Apply what you read.
A) Translate this sentence from the Romans 14 text into Spanish: "It’s like when a child learns to ride a bike and uses training wheels."
B) Extract the part of the Romans 14 text from "Romans 14 is" up to and including "disagreements as well.".
C) Answer these questions using the Romans 14 text:
(i) Of what empire was Rome the capital city?
(ii) Which book speaks strongly against people who taught that you have to do certain things to be saved?
(iii) What do we not mock a four-year-old for doing?

Provided text.
:::::

Romans 14 is about dealing with disagreements in the church.  Take a moment to read Romans 14 for yourself.  Paul is specifically writing about disagreements between Christians about spiritual things, but I think there are principles here which apply to other disagreements as well.

First, we need to know a few things about the church in Rome.  As the capital city of the Roman empire, it was extremely diverse and was a true melting pot of cultures and religions.  The Christians in Rome would have been very diverse as well.  As we study what Paul writes about disagreements, it is important to note that the “weak” people he writes about are not people who would say you have to do certain things to be saved or to be more righteous.  Paul had no patience with people who believed this or taught this.  It undermined the gospel and the work of Christ on the cross.  The book of Galatians speaks strongly against such people.  There is also no mention of the “weak” people struggling with sin.  The times he mentions eating meat or drinking wine do not mention that these people struggled with some sort of sinful addiction to these things, just that they believed that they should not eat meat or not drink wine in order to bring glory to God.  I also don’t believe this was a Jew vs. Gentile disagreement – though we have seen a lot of evidence of that throughout Romans.  In the book of 1 Corinthians, Paul writes about the problem between Jews and Gentiles regarding meat that had been sacrificed to pagan idols.  The difference is that Rome had a large Jewish population and so kosher meat (approved for eating by Jewish people) would have been readily available.  All this is to say that we really don’t know specifically what disagreement Paul has in mind, but it appears to be general ideas about what should or should not be a part of the Christian life in order to bring glory to God.  These differences came because of their great diversity and threatened to cause problems in the church.

Throughout the passage, Paul uses the terms “weak” and “strong” about the faith of the people on either side of this disagreement.  Some had matured and grown stronger in their faith and realized that eating or not eating certain foods had no bearing on their relationship with God.  They also realized that they didn’t have to celebrate certain days  in order to be holy.  Those who were weak in their faith needed these things as a sort of crutch in their relationship with God.  It’s like when a child learns to ride a bike and uses training wheels.  We don’t mock a four-year-old for riding with training wheels because that is appropriate for where they are at in their bicycle training.  If we turned on the Olympics and saw one of the riders using training wheels we might think a little differently!

:::::

Records provided.
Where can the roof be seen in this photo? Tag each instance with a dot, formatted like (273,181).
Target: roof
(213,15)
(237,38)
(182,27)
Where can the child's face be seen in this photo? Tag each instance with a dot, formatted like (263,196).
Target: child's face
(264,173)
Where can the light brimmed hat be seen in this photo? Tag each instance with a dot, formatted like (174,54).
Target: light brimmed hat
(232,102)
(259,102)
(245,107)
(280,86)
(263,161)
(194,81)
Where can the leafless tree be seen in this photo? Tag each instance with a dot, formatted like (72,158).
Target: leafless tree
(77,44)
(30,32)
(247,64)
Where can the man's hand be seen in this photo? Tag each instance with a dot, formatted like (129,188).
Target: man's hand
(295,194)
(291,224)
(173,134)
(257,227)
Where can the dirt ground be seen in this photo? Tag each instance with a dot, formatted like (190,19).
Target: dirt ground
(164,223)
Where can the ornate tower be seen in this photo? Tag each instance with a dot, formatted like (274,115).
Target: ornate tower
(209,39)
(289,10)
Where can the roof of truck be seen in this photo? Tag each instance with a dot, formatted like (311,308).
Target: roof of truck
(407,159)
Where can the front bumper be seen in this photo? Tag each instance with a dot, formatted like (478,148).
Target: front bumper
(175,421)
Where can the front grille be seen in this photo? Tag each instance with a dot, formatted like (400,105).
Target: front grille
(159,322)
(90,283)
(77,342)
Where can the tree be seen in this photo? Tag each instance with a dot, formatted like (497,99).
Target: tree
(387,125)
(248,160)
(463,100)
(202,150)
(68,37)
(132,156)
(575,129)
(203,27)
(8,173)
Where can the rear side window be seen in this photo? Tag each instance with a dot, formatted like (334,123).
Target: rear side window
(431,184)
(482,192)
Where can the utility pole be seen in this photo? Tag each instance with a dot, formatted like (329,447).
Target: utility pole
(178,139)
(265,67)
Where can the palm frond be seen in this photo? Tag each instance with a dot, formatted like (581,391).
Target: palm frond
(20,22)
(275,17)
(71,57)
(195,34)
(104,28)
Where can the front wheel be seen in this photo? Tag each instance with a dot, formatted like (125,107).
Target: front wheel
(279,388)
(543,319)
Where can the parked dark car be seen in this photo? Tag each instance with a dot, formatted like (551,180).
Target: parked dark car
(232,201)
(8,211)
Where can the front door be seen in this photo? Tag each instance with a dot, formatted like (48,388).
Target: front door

:::::

List of answers.
A) Es como cuando un niño aprende a andar en bicicleta y usa ruedas de apoyo.

B)
Romans 14 is about dealing with disagreements in the church.  Take a moment to read Romans 14 for yourself.  Paul is specifically writing about disagreements between Christians about spiritual things, but I think there are principles here which apply to other disagreements as well.

C)
(i) The Roman empire.
(ii) The book of Galatians.
(iii) Riding with training wheels.